* [Text section]:
==================================================
[Buddha-l] FW: CONF Symposium: Gender, Sex, Pollution in Buddhist Discourse, Los Angeles, USC, February 3-4, 2012

Jo jkirk at spro.net
Thu Feb 2 09:55:39 MST 2012


On Behalf Of Alex Wilding
Sent: Thursday, February 02, 2012 12:55 AM
Angeles, USC, February 3-4, 2012

Jo K wrote:
> Finally--research and reports on a topic long neglected and one that 
> has bothered my sensibilities for some time: the _female blood libel_ 
> (my construction) in east Asia ...
Call this a niggle, but amongst the superabundance of silly things for which
Sarah Palin got into trouble was misuse of the term "blood libel". This is
generally used to refer to a once widespread calumny of, usually, the Jews,
to the effect that they murder children in order to make ritual use of their
blood.
==================================================
(Stored records)
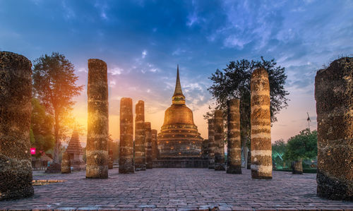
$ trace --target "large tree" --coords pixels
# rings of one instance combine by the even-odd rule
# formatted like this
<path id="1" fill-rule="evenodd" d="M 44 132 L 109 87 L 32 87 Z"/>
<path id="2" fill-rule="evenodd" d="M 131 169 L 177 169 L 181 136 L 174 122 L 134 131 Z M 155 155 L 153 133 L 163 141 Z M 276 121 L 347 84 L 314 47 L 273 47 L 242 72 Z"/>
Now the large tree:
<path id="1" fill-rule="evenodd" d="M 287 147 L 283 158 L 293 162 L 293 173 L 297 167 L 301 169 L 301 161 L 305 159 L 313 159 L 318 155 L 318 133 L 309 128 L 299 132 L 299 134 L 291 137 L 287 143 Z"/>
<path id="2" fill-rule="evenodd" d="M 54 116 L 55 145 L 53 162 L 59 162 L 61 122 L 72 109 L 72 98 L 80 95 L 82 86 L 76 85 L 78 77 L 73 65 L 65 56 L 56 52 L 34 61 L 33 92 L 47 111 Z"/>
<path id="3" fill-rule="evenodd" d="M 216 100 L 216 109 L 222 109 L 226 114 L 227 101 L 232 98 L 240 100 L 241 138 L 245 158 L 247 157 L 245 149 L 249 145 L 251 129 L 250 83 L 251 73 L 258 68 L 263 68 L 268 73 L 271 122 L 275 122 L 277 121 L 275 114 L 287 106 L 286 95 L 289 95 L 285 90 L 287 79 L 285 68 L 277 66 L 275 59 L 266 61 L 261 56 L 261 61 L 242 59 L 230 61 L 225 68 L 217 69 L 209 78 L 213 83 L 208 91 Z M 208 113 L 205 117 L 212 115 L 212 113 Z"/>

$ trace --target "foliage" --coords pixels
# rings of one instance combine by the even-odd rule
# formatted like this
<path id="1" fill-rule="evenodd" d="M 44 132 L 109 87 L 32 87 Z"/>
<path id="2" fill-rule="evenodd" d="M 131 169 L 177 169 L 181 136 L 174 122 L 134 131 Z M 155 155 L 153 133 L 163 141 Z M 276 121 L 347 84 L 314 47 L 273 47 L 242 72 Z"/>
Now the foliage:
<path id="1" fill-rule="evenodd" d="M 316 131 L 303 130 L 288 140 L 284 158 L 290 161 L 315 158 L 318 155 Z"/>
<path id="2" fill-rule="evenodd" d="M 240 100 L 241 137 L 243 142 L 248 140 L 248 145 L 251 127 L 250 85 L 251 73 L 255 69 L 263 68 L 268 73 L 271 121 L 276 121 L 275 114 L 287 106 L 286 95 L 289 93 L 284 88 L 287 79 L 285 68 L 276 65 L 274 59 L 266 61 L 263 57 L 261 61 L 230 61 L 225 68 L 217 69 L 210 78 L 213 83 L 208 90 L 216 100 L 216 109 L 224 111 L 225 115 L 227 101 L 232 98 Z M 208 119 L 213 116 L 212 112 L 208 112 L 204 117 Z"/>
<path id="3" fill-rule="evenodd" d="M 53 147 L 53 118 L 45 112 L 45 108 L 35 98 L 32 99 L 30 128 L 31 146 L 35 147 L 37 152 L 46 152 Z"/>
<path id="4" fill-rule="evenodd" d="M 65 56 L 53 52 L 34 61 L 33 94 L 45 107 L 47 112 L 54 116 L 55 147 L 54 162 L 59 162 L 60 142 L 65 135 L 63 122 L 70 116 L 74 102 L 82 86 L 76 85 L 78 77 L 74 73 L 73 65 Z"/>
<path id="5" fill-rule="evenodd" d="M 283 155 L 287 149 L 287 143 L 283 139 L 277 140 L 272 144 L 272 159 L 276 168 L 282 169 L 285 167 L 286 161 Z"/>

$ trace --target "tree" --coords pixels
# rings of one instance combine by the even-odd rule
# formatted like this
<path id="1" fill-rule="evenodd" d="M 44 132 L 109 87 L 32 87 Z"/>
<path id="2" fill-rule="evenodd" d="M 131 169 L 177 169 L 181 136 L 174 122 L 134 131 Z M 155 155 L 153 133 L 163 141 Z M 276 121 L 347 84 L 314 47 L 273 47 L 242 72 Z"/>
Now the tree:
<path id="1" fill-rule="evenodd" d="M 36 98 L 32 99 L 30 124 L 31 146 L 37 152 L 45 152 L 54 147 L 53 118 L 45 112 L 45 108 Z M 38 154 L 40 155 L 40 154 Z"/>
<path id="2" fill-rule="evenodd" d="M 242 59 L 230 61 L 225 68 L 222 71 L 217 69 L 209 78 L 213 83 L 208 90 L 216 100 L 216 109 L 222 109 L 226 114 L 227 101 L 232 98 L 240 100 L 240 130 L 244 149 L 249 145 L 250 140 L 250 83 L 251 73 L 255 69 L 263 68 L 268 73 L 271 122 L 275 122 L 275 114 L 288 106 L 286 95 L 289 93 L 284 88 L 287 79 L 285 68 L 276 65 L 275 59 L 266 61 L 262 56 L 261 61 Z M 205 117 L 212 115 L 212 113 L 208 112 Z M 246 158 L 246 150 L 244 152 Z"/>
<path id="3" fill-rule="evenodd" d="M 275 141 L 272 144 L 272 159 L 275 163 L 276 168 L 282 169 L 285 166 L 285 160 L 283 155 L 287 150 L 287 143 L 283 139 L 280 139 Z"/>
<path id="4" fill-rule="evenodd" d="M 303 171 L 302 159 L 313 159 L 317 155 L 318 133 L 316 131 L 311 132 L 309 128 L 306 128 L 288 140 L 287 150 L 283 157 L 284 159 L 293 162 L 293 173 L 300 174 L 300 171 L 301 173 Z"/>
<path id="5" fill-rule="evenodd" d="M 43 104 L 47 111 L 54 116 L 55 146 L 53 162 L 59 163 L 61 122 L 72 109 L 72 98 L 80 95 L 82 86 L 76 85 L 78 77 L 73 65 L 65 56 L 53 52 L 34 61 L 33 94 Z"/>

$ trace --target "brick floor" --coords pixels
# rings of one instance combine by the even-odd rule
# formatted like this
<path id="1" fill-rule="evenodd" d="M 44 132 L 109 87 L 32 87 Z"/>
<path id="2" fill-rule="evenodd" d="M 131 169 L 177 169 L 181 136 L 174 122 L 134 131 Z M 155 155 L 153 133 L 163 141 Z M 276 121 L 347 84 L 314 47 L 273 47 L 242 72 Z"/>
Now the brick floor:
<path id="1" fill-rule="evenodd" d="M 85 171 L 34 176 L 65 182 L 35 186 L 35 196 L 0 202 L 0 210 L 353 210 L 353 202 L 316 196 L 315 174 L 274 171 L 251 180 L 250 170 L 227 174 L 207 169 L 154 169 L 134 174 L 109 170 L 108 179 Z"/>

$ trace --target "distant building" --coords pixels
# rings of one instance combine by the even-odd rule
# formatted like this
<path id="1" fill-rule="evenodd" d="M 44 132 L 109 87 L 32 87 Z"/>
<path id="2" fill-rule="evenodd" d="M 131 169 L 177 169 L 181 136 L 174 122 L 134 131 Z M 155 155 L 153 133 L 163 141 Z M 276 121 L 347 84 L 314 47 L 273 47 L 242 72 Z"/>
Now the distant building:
==================================================
* [Task description]:
According to the mailing-list post, what does the term "blood libel" generally refer to? Please answer in one sentence. These rows have no connection to the mailing-list post.

* [Complete output]:
It refers to a once widespread calumny, usually against the Jews, claiming that they murder children to make ritual use of their blood.